#### What is expected:
Beneath this task are records; print exactly the stretch of them from the line with "Target: windswept snow" through the line with "Where can the base", both ends included.

#### Entries shown:
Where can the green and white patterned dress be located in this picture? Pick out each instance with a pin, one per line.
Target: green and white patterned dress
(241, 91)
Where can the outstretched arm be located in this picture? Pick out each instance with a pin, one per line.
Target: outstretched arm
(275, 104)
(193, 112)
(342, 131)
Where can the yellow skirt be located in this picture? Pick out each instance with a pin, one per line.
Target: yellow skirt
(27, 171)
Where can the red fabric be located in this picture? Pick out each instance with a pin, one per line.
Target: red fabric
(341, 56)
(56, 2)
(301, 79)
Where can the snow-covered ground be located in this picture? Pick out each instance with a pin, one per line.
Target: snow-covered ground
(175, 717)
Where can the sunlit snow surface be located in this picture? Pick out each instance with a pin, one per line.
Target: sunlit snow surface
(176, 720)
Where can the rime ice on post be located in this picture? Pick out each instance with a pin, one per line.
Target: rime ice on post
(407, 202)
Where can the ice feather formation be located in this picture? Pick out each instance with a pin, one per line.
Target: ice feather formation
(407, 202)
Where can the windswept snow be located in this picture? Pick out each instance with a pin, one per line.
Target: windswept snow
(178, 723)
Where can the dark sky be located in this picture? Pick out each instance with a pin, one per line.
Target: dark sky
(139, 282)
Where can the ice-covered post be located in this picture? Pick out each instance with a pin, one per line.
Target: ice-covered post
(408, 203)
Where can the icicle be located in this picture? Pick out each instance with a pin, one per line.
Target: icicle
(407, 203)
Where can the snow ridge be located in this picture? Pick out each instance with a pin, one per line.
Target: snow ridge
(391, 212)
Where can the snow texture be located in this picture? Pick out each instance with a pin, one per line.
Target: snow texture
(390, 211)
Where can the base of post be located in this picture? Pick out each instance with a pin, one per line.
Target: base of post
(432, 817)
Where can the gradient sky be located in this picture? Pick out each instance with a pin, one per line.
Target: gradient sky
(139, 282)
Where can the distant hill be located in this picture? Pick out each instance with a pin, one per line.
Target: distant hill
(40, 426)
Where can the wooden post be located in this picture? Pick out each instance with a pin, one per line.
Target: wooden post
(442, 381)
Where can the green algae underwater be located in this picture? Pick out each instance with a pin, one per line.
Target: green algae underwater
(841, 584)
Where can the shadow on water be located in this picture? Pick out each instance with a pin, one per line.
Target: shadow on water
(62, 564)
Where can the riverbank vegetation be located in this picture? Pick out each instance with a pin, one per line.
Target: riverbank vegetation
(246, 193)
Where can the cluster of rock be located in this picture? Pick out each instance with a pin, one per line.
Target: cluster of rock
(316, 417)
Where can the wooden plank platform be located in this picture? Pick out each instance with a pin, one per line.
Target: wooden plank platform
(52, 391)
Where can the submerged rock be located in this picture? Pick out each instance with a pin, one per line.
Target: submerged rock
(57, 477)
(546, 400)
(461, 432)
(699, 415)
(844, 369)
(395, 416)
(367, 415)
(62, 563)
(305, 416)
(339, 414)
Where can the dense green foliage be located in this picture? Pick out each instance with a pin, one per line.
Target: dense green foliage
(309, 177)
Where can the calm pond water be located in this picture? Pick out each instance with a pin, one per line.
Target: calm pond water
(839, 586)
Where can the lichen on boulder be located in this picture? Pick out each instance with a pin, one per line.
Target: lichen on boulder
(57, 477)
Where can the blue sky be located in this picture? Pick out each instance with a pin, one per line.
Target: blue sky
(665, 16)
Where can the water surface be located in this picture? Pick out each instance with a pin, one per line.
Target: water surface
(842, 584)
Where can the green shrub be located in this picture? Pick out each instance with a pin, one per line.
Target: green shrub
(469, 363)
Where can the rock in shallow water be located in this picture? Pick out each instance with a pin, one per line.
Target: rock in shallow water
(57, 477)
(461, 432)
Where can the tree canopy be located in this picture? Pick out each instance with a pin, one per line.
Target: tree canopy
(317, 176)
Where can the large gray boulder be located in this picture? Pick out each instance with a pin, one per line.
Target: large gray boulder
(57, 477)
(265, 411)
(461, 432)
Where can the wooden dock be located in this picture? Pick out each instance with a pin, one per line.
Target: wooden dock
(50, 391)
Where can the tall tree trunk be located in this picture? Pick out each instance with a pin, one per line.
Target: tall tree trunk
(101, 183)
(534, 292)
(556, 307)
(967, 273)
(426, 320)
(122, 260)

#### Answer below:
Target: windswept snow
(178, 723)
Where can the dark sky be located in this picture? Pick out each instance with a pin, one per line.
Target: dark sky
(139, 282)
Where can the ice-covered post be located in this picture? Pick out each instance with a pin, one per line.
Target: ice-covered post
(408, 203)
Where can the icicle be located in this picture? Pick out each instance with a pin, one per line.
Target: icicle
(407, 203)
Where can the snow ridge be located in this picture? Pick out each instance with a pin, one per line.
Target: snow ridge
(391, 212)
Where can the snow texture be located in this picture? Pick out each instance with a pin, one per line.
Target: snow texture
(390, 211)
Where can the base of post be located in this picture? Pick out each instance with a pin, one per line.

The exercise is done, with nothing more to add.